Work task - The answer is a stretch of the material below, returned exactly: the line containing "TARGET: overcast sky", the line containing "TASK: place one marker for each instance of the forested", and all lines between.

Records supplied -

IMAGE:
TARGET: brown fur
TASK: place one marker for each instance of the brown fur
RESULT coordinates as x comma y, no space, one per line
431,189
---
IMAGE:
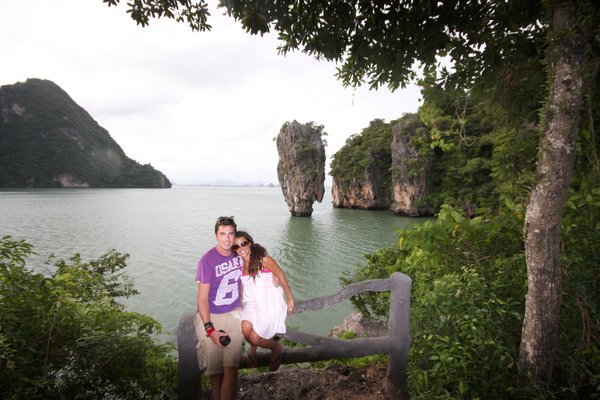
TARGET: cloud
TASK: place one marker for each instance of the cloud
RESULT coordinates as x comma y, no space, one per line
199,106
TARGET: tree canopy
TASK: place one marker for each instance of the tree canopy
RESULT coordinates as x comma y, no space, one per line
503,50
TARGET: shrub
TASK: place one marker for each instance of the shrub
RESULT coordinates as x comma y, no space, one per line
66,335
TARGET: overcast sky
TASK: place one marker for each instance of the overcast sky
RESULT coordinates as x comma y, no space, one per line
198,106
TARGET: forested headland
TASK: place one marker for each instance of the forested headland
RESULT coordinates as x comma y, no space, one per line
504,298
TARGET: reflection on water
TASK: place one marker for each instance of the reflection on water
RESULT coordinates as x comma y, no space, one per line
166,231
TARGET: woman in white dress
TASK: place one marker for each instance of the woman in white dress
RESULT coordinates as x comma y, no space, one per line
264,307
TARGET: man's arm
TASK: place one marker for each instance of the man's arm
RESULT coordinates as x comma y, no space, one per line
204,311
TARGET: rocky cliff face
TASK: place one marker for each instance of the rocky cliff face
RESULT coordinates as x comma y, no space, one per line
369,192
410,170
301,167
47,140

Solution -
TARGET: overcast sky
TASK: place one marker for each instance of the overcast sky
RESULT coordinates as x comma y, no space, one per line
198,106
TARGET: forested headland
TASK: place one marker for each instance of the forested headland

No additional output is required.